**Direction**
Starting at the line that contains "[point] at the mum" and continuing through the final entry, copy the entries again, changing "mum blossom" to "chrysanthemum blossom". Leave everything else unchanged.

**Materials provided**
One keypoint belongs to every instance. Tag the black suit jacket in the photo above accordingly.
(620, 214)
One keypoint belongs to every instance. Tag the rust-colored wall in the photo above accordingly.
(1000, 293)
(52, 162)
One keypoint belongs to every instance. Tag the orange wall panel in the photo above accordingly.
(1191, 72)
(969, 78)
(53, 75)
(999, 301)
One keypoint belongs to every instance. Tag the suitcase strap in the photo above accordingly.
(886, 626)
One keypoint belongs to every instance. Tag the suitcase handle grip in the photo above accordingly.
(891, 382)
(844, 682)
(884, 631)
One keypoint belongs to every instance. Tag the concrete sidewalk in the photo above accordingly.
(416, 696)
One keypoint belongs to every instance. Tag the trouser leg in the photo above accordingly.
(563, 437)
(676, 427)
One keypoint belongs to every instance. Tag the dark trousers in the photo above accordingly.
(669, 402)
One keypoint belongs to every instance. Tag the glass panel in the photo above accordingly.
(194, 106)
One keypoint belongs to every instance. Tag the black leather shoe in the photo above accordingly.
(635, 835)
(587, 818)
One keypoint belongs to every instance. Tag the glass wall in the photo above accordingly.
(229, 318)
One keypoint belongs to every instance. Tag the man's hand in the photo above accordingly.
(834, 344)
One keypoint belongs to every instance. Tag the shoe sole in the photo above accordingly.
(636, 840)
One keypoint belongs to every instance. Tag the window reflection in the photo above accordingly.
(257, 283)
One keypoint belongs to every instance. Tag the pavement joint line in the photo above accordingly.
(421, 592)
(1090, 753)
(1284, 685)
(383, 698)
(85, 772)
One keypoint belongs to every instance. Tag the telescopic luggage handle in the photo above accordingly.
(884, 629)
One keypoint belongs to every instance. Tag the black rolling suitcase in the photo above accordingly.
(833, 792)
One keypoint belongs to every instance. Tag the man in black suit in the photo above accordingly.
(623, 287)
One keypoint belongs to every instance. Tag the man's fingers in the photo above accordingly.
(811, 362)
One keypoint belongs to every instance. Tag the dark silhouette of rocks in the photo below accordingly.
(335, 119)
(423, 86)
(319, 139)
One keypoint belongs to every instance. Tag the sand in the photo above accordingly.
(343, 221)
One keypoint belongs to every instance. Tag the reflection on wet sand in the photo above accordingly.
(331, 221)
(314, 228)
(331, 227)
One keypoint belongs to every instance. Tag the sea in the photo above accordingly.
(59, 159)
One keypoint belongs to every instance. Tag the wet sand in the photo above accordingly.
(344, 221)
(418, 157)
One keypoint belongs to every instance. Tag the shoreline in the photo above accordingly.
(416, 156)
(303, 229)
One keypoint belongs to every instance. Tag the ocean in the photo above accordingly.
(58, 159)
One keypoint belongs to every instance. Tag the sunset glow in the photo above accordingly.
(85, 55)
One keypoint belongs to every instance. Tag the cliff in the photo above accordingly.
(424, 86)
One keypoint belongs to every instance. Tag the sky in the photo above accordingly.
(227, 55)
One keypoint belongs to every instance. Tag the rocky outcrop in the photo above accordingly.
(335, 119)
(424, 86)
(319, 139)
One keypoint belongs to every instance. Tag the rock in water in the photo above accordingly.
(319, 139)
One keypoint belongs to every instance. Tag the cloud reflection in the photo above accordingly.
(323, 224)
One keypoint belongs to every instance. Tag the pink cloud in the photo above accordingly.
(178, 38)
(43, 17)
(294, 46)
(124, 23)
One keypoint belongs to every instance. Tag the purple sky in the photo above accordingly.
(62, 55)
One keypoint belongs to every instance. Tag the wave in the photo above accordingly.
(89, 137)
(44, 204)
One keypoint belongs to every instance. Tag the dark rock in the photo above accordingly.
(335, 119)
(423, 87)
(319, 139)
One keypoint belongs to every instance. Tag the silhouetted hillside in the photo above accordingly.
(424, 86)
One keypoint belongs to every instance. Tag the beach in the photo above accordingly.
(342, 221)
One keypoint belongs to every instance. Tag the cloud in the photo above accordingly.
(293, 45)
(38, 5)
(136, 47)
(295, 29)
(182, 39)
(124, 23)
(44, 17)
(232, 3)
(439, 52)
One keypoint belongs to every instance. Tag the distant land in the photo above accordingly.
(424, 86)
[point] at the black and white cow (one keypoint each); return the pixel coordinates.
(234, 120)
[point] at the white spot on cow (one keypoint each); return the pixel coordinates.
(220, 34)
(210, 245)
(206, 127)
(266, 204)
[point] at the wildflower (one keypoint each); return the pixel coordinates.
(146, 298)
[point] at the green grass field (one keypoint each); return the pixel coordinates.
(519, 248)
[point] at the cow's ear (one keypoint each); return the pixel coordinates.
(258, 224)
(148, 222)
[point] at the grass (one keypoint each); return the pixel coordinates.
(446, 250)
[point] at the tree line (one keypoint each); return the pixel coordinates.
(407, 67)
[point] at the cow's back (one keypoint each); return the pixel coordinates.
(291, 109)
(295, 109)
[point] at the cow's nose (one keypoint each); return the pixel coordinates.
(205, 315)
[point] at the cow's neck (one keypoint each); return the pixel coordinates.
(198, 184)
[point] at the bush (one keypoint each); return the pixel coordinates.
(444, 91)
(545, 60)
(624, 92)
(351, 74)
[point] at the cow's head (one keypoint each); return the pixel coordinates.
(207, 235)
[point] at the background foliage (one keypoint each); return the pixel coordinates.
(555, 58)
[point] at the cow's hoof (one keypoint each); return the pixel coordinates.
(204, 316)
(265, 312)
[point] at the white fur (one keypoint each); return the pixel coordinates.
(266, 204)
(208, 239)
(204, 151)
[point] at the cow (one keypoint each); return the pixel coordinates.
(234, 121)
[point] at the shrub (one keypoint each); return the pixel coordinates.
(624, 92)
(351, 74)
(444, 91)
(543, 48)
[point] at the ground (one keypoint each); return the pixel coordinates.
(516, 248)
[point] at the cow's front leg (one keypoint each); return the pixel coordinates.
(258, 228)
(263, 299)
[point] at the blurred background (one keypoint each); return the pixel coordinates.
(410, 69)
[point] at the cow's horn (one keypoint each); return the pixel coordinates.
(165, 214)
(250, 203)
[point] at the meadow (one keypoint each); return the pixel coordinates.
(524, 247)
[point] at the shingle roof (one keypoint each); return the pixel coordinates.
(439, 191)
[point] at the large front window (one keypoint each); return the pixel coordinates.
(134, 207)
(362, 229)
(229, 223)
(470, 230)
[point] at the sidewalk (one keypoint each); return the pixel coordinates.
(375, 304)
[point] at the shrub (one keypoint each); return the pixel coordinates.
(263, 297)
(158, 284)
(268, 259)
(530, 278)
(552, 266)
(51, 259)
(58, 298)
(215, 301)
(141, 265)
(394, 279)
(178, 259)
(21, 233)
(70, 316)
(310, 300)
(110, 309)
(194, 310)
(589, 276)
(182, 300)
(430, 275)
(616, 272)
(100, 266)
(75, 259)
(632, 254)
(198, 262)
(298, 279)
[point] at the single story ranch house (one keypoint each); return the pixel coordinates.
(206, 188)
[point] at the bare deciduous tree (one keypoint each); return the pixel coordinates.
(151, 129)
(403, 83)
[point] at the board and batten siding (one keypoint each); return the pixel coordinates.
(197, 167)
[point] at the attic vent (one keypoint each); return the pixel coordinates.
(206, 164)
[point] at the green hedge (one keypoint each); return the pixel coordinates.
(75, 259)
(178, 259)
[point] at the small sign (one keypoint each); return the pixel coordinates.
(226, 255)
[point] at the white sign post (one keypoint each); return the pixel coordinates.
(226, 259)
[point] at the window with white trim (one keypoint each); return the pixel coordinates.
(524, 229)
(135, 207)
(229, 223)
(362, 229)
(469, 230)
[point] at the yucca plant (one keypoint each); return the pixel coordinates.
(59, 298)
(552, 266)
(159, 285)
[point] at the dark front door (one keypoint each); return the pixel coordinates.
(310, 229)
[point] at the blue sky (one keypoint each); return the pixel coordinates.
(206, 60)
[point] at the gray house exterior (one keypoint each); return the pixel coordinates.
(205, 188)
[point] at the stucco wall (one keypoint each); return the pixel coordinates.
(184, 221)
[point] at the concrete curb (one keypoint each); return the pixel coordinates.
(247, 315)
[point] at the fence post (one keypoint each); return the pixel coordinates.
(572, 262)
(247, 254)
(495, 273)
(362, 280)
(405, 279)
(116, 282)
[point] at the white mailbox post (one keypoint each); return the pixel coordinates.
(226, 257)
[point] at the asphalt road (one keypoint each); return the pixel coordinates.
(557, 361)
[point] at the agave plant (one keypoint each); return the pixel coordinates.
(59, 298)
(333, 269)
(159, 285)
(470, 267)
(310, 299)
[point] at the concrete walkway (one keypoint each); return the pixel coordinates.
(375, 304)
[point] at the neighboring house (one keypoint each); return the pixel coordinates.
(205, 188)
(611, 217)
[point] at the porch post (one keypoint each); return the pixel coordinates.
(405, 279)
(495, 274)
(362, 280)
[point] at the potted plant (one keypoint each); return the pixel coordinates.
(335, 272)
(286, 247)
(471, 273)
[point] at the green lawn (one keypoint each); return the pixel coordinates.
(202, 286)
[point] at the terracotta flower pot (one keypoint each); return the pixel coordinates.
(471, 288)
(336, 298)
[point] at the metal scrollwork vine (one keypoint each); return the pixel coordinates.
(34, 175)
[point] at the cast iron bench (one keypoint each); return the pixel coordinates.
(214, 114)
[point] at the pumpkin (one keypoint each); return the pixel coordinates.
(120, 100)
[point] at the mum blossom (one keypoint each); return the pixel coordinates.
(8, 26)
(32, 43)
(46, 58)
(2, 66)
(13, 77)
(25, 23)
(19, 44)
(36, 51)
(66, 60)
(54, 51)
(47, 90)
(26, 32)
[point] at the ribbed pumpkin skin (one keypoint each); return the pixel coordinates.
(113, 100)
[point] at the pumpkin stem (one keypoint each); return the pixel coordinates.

**Written response**
[point] at the chrysanthemum blossom (one keypoint each); return the pixel coordinates.
(8, 26)
(32, 43)
(46, 58)
(2, 66)
(13, 77)
(25, 23)
(19, 44)
(36, 51)
(66, 60)
(54, 51)
(47, 90)
(26, 32)
[point] at the ribbed pumpkin skin (one keypoint each); return the pixel coordinates.
(113, 100)
[point] at the pumpkin stem (one keypoint each); return the pixel coordinates.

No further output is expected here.